▶ **WORK TO BE COMPLETED**:
Output exactly the lines between the line that contains "One point lands on each instance of the man in dark" and the last line of the material, counting both.

Location identification items:
==================================================

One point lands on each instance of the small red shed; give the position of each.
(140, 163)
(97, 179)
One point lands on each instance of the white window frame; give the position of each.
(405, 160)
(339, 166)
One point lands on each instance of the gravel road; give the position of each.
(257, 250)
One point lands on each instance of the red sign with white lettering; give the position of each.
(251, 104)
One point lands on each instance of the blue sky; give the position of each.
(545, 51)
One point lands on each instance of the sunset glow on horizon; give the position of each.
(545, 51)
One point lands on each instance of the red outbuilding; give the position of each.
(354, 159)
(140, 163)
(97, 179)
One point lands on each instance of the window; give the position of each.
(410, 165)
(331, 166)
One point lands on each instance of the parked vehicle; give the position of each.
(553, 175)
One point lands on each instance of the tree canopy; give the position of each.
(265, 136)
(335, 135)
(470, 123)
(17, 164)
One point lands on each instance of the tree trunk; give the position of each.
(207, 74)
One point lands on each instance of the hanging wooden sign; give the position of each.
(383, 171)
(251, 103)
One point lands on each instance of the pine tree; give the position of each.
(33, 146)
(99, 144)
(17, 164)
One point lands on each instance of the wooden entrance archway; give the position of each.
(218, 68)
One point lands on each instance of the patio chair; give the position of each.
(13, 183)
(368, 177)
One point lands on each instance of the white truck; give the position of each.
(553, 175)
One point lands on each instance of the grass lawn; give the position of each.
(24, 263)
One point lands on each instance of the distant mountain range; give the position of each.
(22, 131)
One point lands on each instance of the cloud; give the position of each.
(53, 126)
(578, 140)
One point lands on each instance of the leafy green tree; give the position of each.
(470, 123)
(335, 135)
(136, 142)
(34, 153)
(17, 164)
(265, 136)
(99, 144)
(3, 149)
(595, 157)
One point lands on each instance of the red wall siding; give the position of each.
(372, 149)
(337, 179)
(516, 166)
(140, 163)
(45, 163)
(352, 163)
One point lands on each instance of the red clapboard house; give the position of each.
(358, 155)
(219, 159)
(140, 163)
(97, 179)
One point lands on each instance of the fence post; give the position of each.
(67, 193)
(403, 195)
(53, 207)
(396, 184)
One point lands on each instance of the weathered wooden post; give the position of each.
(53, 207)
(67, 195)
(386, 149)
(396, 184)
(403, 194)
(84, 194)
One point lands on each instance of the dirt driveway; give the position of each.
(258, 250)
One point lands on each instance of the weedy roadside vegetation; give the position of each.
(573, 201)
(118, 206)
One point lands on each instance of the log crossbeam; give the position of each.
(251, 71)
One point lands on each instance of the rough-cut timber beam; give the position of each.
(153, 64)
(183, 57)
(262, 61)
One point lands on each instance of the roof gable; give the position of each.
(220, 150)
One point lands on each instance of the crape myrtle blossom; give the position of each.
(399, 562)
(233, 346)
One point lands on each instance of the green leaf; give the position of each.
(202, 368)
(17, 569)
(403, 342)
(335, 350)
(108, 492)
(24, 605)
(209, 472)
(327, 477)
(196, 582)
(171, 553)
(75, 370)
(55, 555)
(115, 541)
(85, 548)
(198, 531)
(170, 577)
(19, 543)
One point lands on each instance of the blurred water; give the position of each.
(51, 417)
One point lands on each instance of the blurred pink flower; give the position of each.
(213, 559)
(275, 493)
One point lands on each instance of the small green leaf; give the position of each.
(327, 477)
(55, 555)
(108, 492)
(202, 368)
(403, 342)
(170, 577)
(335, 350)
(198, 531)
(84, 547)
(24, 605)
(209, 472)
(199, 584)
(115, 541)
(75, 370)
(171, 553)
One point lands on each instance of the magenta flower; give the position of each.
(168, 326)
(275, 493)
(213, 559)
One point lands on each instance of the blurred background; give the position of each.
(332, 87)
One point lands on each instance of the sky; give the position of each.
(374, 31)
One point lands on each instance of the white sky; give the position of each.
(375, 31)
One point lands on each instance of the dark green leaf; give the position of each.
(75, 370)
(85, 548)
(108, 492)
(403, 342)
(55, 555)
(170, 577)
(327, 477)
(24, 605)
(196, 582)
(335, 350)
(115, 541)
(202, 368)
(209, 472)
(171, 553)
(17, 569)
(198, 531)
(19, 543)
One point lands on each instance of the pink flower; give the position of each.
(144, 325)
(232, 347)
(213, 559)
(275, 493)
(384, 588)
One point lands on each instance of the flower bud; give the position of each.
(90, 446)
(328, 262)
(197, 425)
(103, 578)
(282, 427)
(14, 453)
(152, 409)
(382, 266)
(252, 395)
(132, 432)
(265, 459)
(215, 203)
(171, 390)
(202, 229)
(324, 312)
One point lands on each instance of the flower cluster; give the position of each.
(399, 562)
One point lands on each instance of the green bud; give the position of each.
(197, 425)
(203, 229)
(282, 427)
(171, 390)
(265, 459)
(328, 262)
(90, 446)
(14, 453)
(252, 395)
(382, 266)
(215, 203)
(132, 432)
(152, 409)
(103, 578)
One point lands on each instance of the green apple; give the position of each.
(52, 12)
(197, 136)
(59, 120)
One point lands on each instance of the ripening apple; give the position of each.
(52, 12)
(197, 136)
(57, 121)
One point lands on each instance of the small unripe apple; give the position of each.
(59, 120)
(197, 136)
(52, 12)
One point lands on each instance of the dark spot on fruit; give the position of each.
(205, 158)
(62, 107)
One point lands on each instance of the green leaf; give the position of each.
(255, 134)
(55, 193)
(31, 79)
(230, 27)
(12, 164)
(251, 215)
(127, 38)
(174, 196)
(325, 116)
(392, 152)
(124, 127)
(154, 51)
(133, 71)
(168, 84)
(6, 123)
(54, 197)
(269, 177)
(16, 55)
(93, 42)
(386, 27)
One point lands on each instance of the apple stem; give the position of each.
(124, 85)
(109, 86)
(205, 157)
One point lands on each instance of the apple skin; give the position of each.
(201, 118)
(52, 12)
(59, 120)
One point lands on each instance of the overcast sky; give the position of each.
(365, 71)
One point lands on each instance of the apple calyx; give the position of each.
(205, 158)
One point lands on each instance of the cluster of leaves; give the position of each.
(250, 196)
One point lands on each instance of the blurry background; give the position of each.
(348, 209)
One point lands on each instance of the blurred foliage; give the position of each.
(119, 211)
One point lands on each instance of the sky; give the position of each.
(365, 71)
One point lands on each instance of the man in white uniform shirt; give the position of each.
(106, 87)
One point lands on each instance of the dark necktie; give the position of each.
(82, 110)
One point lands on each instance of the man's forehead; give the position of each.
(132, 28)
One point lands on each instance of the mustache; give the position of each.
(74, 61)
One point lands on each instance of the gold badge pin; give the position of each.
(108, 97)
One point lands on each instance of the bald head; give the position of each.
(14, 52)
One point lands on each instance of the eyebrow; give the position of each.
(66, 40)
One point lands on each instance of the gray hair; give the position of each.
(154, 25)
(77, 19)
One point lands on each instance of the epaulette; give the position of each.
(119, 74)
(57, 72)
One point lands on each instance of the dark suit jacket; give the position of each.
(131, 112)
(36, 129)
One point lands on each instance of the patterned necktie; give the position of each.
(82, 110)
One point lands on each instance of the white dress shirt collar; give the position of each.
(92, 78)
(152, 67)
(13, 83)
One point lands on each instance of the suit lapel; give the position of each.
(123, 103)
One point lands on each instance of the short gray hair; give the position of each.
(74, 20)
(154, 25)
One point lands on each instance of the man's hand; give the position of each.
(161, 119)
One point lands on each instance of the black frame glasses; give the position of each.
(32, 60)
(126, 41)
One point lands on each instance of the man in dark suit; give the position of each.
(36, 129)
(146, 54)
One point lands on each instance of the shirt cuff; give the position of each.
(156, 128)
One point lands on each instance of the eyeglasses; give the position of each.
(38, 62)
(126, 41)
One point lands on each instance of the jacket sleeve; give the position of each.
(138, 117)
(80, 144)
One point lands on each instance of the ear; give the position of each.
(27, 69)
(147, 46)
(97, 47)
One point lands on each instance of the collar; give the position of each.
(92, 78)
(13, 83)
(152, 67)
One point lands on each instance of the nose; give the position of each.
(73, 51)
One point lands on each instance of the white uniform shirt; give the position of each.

==================================================

▶ **OUTPUT OF THE TASK**:
One point lands on each instance of the man in dark suit; give the position of each.
(36, 129)
(146, 54)
One point lands on each instance of the shirt cuff; give the position of each.
(156, 128)
One point lands on each instance of the eyeglasses; give the position of each.
(38, 62)
(126, 41)
One point lands on each instance of the jacket sleeve; give the position of each.
(138, 117)
(80, 144)
One point lands on each instance of the ear; give the position of each.
(27, 69)
(147, 46)
(97, 47)
One point lands on each instance of the collar; give the position of each.
(92, 78)
(13, 83)
(152, 67)
One point lands on each instance of the nose; give the position of each.
(73, 51)
One point lands on each instance of the white uniform shirt; give the position of each.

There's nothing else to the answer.